STATED GOAL: Pick out every line in the data below that contains the string "player" and copy each one. Case counts.

MATERIAL:
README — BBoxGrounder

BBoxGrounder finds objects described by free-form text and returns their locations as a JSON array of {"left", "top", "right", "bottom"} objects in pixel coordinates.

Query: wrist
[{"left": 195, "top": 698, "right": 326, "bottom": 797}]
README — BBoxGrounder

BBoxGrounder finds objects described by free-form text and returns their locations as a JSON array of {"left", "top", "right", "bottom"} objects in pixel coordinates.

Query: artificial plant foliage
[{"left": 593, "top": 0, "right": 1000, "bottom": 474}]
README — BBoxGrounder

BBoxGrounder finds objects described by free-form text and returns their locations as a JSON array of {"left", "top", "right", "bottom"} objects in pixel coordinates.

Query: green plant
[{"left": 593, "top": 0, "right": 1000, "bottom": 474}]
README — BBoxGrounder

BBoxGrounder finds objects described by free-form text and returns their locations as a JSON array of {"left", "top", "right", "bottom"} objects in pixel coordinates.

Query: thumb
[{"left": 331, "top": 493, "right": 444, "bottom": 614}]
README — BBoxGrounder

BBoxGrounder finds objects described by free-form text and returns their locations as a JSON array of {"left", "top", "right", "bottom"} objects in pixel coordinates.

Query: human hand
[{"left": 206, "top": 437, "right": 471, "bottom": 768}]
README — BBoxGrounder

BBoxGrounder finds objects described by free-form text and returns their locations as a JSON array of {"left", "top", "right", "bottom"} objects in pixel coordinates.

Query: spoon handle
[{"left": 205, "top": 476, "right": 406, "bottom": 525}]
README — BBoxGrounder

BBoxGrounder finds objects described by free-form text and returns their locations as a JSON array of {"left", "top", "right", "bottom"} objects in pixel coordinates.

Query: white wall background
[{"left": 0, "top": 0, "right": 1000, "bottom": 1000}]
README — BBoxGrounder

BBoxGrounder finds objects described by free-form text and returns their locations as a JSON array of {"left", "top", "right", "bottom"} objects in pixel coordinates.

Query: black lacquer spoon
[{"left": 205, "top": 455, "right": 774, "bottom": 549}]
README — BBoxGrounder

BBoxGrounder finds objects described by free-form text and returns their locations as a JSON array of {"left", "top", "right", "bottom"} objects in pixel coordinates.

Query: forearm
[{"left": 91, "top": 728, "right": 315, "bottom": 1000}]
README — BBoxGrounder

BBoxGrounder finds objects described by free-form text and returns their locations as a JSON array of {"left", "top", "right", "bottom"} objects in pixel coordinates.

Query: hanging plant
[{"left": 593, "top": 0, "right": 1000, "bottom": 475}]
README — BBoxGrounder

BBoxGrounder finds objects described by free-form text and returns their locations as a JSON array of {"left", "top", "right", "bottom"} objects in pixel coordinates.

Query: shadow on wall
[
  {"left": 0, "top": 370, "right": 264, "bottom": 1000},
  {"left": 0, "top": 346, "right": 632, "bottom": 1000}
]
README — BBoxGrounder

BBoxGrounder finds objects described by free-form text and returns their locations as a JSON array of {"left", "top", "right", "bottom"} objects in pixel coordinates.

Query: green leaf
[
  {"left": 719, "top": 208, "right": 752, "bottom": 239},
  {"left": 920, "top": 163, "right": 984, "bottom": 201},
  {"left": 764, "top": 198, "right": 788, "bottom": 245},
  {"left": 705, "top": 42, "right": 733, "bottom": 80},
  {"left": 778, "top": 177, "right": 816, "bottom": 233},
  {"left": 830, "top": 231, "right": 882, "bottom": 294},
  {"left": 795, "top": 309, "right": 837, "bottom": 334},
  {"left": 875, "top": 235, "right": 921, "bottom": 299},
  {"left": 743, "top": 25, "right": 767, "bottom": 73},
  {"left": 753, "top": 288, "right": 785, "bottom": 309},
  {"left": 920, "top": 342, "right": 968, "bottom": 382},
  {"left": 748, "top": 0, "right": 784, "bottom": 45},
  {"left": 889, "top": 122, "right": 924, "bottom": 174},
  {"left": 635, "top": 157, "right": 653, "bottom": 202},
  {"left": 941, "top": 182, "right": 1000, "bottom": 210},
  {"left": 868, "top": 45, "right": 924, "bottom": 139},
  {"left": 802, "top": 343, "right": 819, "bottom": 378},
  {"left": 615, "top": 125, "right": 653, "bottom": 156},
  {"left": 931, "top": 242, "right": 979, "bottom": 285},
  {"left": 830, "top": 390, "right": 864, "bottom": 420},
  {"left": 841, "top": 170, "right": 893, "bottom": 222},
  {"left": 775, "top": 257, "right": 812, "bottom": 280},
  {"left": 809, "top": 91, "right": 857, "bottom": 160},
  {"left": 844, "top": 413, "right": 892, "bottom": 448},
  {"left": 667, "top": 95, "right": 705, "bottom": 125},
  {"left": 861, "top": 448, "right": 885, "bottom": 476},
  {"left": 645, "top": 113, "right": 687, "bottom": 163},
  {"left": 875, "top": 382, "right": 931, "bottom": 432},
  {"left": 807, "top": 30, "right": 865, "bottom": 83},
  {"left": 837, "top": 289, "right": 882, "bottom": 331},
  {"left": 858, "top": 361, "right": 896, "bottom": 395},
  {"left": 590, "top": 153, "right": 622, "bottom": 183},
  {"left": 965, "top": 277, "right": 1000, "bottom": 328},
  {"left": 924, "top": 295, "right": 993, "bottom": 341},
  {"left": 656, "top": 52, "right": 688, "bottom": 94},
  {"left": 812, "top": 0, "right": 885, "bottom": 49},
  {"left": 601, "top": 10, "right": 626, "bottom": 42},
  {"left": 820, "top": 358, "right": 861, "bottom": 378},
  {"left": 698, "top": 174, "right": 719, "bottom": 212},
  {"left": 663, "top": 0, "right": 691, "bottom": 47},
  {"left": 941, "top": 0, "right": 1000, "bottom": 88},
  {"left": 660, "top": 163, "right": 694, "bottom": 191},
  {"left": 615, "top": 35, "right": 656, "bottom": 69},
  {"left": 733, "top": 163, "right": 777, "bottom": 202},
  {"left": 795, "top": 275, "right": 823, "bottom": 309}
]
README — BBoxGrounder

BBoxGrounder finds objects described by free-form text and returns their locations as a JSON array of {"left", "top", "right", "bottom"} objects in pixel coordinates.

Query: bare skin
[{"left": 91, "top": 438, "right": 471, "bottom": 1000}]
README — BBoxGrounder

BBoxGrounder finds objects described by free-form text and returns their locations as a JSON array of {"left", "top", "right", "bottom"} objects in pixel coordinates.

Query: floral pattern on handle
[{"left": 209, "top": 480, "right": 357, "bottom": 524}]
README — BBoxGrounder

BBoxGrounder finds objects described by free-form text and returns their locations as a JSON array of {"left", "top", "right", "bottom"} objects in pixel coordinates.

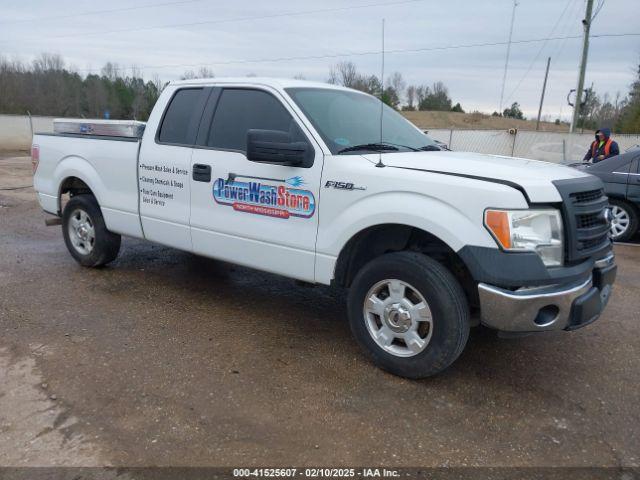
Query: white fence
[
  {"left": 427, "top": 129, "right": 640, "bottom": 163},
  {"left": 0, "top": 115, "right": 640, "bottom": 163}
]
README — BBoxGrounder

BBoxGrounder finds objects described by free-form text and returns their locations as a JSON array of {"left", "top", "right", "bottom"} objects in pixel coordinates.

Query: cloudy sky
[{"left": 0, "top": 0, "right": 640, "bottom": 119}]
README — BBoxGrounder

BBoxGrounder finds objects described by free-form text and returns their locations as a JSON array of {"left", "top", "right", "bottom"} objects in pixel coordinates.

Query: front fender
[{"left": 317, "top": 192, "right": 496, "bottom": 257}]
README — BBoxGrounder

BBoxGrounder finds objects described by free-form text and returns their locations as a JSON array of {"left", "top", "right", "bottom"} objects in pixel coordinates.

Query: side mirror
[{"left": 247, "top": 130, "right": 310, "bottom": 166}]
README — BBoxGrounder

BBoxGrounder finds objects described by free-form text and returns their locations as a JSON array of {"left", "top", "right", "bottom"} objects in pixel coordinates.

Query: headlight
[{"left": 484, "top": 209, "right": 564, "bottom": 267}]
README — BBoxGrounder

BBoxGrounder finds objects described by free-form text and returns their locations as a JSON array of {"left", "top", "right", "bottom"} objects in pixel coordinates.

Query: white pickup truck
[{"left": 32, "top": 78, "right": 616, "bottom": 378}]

==

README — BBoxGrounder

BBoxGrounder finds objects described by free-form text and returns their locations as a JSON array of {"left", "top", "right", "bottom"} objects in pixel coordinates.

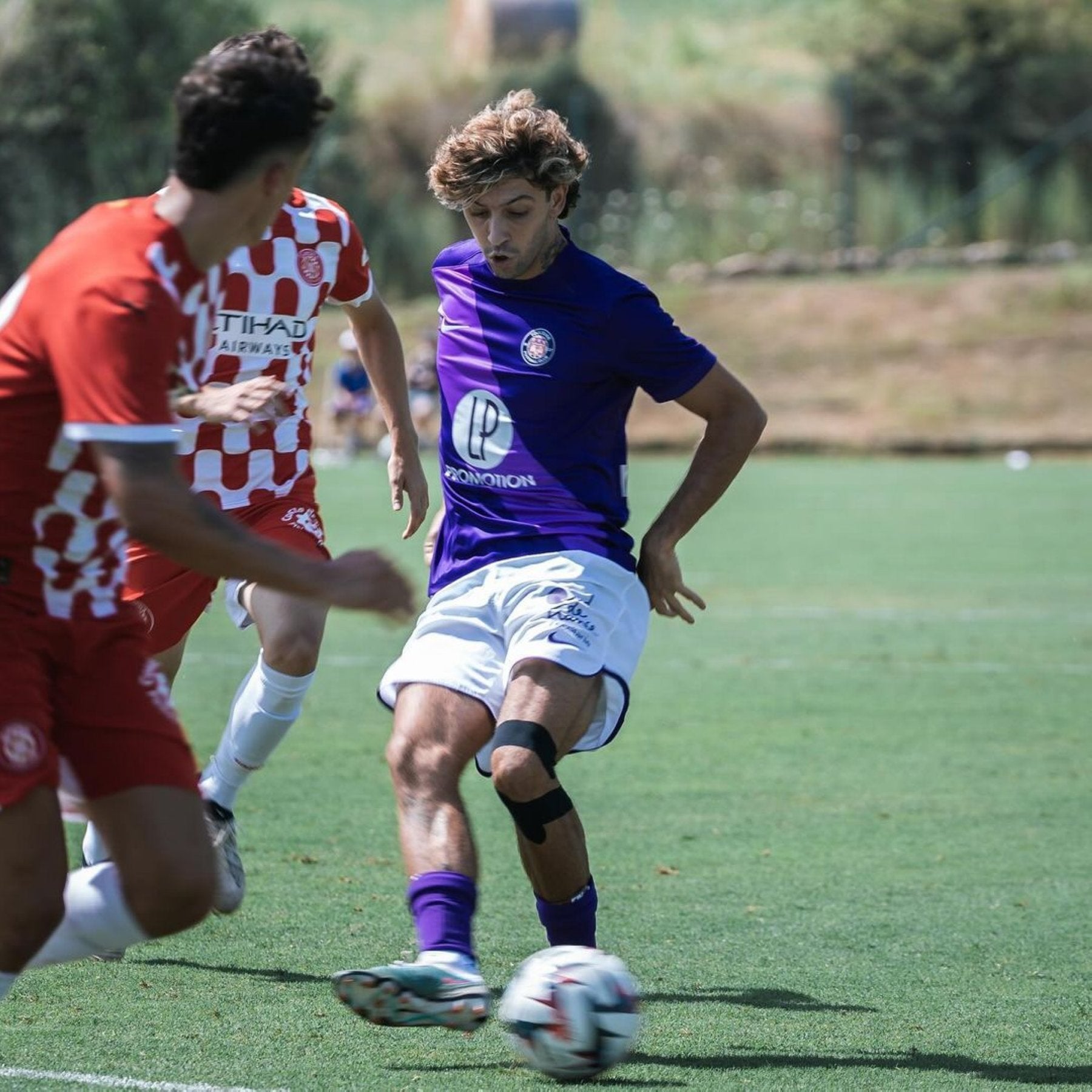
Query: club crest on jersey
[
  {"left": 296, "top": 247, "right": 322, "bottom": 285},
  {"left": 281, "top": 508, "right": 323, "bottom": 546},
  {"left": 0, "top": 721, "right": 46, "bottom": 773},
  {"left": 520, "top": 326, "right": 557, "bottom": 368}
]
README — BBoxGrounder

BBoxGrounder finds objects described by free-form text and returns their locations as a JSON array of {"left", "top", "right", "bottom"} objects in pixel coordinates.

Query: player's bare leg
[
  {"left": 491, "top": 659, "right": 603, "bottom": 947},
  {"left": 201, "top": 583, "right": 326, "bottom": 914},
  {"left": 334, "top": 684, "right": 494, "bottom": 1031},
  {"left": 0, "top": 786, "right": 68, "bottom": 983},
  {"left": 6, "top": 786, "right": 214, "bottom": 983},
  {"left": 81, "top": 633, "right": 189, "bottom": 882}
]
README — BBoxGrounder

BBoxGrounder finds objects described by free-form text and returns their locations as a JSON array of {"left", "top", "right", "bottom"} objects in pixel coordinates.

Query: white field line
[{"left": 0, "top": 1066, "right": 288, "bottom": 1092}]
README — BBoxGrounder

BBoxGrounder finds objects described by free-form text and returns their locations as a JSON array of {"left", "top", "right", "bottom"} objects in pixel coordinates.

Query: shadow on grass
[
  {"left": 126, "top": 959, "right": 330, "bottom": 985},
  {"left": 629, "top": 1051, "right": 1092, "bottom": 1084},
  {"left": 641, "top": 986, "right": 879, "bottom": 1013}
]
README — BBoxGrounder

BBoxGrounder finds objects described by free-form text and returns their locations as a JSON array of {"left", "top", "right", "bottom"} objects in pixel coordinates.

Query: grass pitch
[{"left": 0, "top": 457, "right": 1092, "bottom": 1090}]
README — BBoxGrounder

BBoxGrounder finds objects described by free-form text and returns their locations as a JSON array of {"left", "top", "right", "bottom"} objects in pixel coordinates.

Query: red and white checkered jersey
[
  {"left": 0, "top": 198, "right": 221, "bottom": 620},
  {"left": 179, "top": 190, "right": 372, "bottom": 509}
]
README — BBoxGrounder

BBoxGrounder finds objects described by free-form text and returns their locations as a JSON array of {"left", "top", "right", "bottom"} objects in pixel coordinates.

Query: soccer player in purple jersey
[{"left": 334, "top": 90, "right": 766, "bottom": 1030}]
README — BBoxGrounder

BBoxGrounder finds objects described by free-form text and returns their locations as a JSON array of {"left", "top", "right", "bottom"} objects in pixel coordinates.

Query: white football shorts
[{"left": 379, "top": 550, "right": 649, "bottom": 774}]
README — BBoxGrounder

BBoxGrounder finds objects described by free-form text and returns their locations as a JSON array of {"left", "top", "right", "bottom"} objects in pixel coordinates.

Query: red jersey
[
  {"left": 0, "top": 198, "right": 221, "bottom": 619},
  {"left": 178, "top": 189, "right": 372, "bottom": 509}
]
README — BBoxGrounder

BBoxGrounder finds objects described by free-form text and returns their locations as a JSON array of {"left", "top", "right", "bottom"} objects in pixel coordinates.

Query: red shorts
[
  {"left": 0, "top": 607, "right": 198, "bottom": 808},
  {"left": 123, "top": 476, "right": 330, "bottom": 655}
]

SOLUTION TO THIS TASK:
Query: player's bare leg
Query: soccer player in purple jersey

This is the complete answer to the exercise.